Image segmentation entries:
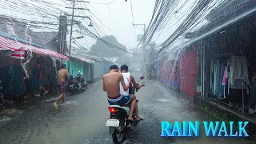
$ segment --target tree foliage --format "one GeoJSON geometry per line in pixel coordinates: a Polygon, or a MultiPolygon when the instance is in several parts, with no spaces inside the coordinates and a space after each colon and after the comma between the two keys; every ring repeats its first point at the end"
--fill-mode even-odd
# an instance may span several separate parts
{"type": "Polygon", "coordinates": [[[126,47],[118,42],[113,35],[107,35],[102,38],[102,40],[97,40],[90,49],[90,51],[102,57],[126,57],[127,54],[118,48],[126,50],[126,47]],[[102,42],[103,41],[103,42],[102,42]],[[106,42],[107,43],[104,42],[106,42]],[[111,45],[109,45],[110,43],[111,45]]]}

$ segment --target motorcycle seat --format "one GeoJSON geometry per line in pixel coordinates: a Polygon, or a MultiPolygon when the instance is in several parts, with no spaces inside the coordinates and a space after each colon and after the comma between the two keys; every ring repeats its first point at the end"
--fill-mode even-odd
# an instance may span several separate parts
{"type": "Polygon", "coordinates": [[[120,105],[119,103],[111,103],[111,104],[110,104],[110,106],[111,106],[111,105],[118,105],[118,106],[120,106],[122,107],[123,107],[123,106],[130,107],[130,103],[128,103],[127,105],[126,105],[126,104],[120,105]]]}

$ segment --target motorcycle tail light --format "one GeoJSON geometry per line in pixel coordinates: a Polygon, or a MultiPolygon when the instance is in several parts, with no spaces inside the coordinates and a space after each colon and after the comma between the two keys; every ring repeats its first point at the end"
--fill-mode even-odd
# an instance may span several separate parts
{"type": "Polygon", "coordinates": [[[115,113],[115,109],[114,107],[110,107],[109,109],[110,109],[110,112],[111,114],[114,114],[115,113]]]}

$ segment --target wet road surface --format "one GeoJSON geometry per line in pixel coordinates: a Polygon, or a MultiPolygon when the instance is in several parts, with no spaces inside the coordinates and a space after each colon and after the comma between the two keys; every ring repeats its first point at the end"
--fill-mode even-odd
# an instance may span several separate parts
{"type": "MultiPolygon", "coordinates": [[[[134,74],[135,78],[139,74],[134,74]]],[[[144,80],[146,86],[137,94],[139,114],[144,121],[129,136],[130,143],[250,144],[249,138],[162,138],[160,122],[218,121],[198,110],[183,96],[157,81],[144,80]]],[[[18,116],[0,122],[0,143],[112,143],[106,122],[109,118],[106,94],[102,82],[97,82],[83,94],[66,96],[66,106],[54,110],[54,99],[48,99],[18,116]]],[[[203,126],[200,126],[203,132],[203,126]]],[[[201,132],[200,131],[200,132],[201,132]]]]}

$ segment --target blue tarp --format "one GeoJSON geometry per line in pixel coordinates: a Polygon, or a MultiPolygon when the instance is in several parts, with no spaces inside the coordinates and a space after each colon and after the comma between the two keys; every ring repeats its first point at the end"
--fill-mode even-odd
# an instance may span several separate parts
{"type": "Polygon", "coordinates": [[[179,82],[172,82],[168,79],[163,79],[162,82],[166,85],[168,85],[170,88],[178,90],[179,89],[179,82]]]}
{"type": "Polygon", "coordinates": [[[22,95],[23,81],[21,66],[4,66],[2,94],[4,95],[22,95]]]}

Requirement → Please copy all of the segmentation material above line for line, leaving out the pictures.

Solution to the exercise →
$ segment --target tree foliage --format "one GeoJSON geometry per line in pixel coordinates: a Polygon, or a MultiPolygon when the instance is in several parts, with no spaces inside the coordinates and a space after each colon and after the comma between the two keys; every ring repeats its first point at the end"
--fill-mode even-odd
# an instance may span several separate parts
{"type": "Polygon", "coordinates": [[[126,47],[118,42],[113,35],[107,35],[102,38],[102,40],[97,40],[90,49],[90,51],[102,57],[126,57],[127,54],[118,48],[126,50],[126,47]],[[102,42],[103,41],[103,42],[102,42]],[[106,42],[107,43],[104,42],[106,42]],[[111,45],[109,45],[110,43],[111,45]]]}

$ segment --target motorcycle seat --format "one GeoJSON geometry per line in pixel coordinates: a Polygon, or a MultiPolygon when the instance is in several parts, with no spaces inside the coordinates and a space after each colon and after the comma between the two keys; every ring repeats its first point at the end"
--fill-mode even-odd
# an instance may span several separate parts
{"type": "Polygon", "coordinates": [[[120,105],[119,103],[111,103],[111,104],[110,104],[110,106],[111,106],[111,105],[118,105],[118,106],[120,106],[122,107],[123,107],[123,106],[130,107],[130,103],[128,103],[127,105],[126,105],[126,104],[120,105]]]}

$ segment --target motorcycle tail light --format "one GeoJSON geometry per line in pixel coordinates: a Polygon, or a MultiPolygon when the instance is in several parts, with no spaces inside the coordinates and a space after each colon and after the comma between the two keys; every ring repeats its first point at the end"
--fill-mode even-odd
# an instance may span several separate parts
{"type": "Polygon", "coordinates": [[[115,113],[115,109],[114,107],[110,107],[109,109],[110,109],[110,112],[111,114],[114,114],[115,113]]]}

$ segment --target wet road surface --format "one GeoJSON geometry per line in pixel coordinates: a Polygon, or a MultiPolygon when the instance is in several parts, with no spaces inside the coordinates and a space after each colon and after the comma between the two keys; every ring repeats its first point at the end"
--fill-mode even-odd
# an instance may span several separate parts
{"type": "MultiPolygon", "coordinates": [[[[134,74],[135,78],[139,74],[134,74]]],[[[144,80],[146,86],[137,94],[139,114],[144,121],[129,136],[130,143],[250,144],[249,138],[162,138],[160,122],[218,121],[198,110],[183,96],[157,81],[144,80]]],[[[18,116],[0,122],[0,143],[112,143],[106,122],[109,118],[106,94],[102,82],[97,82],[83,94],[66,96],[66,106],[54,110],[54,99],[48,99],[18,116]]],[[[203,126],[200,126],[203,132],[203,126]]],[[[201,132],[200,131],[200,132],[201,132]]]]}

$ segment --target blue tarp --format "one GeoJSON geometry per line in pixel coordinates: a Polygon, or a MultiPolygon when the instance is in several parts, with no spaces inside the coordinates and a space after each colon and after the comma between the two keys; every ring repeats its first point at the end"
--fill-mode even-odd
# an instance may span several separate parts
{"type": "Polygon", "coordinates": [[[179,82],[172,82],[168,79],[163,79],[162,82],[166,85],[168,85],[170,88],[178,90],[179,89],[179,82]]]}
{"type": "Polygon", "coordinates": [[[22,95],[23,81],[21,66],[4,66],[2,94],[4,95],[22,95]]]}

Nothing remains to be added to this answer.